* [Texto fornecido]
--------------------------------------------------

O trabalho de recuperação das crónicas
de Manuel da Fonseca dispersas em jornais tem vindo a ser feito com todo o rigor
e entusiasmo, sobretudo no sentido de não ficarem esquecidas essas histórias
que pôde escrever num tempo lisboeta tão diferente do de hoje,
quando a capital ainda não estava enxameada de carros e o "vagabundo"
ou "andarilho" de muitas caminhadas podia deambular à vontade
pelas ruas da cidade.
Na verdade, as crónicas ou histórias breves que
se reúnem em O Vagabundo na Cidade foram publicadas nas páginas
do jornal República em 1967 e 1968, quando Salazar ainda não
tinha caído da cadeira e a Lisboa não chegaram os sobressaltos
do "Maio/68" pelas ruas de Paris. Era um tempo cinzento, triste, amordaçado,
e é disso que, na atenção lúcida da sua escrita,
o autor de Seara de Vento oferece aos seus leitores como prova evidente
de que os anos não apagaram de todo os seus passos de "vagabundo"
e assim se coloca a nosso lado e nos diz que olhemos a velha senhora que todos
os dias vai ao café, não fala a ninguém, fuma um cigarro
cheia de recordações, ouçamos os pregões ou os gritos
pausados dos ardinas pelo Rossio ou à esquina do "Palladium",
relembremos as brincadeiras pela Moares Soares ou praça do Chile, onde
as crianças ainda jogam ao berlinde, ouçamos as conversas à
mesa dos cafés ou das tascas, por entre um copo de tinto, um brande ou
uma ginjinha, tantas vezes só conversas caladas, de gente fala-só
que circula pela cidade em busca de outros sonhos, sabe-se lá, no meio
do trânsito calmo, menos poluidor, regulado pelos gestos sabidos de um
polícia-sinaleiro à entrada do Camões ou do Saldanha.

--------------------------------------------------

* [Dados extraídos]
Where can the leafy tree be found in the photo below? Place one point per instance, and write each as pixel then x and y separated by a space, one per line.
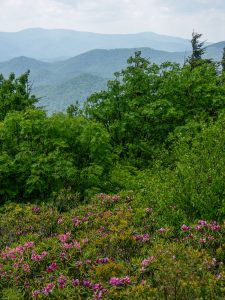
pixel 41 155
pixel 223 60
pixel 15 94
pixel 197 49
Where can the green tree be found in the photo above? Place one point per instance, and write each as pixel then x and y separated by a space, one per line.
pixel 198 49
pixel 223 60
pixel 15 94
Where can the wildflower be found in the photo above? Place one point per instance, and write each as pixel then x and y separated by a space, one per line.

--------------------------------------------------

* [Tarefas a realizar]
A) Traduza para inglês esta frase do texto sobre as crónicas de Manuel da Fonseca: «Na verdade, as crónicas ou histórias breves que se reúnem em O Vagabundo na Cidade foram publicadas nas páginas do jornal República em 1967 e 1968, quando Salazar ainda não tinha caído da cadeira e a Lisboa não chegaram os sobressaltos do "Maio/68" pelas ruas de Paris.»
B) Transcreva do texto sobre as crónicas de Manuel da Fonseca o trecho que começa em "e assim se coloca" e termina em "ou do Saldanha.".

* [Resultados das tarefas]
A) In fact, the chronicles or short stories collected in O Vagabundo na Cidade were published in the pages of the newspaper República in 1967 and 1968, when Salazar had not yet fallen from his chair and the upheavals of "May '68" in the streets of Paris had not reached Lisbon.

B)
e assim se coloca a nosso lado e nos diz que olhemos a velha senhora que todos
os dias vai ao café, não fala a ninguém, fuma um cigarro
cheia de recordações, ouçamos os pregões ou os gritos
pausados dos ardinas pelo Rossio ou à esquina do "Palladium",
relembremos as brincadeiras pela Moares Soares ou praça do Chile, onde
as crianças ainda jogam ao berlinde, ouçamos as conversas à
mesa dos cafés ou das tascas, por entre um copo de tinto, um brande ou
uma ginjinha, tantas vezes só conversas caladas, de gente fala-só
que circula pela cidade em busca de outros sonhos, sabe-se lá, no meio
do trânsito calmo, menos poluidor, regulado pelos gestos sabidos de um
polícia-sinaleiro à entrada do Camões ou do Saldanha.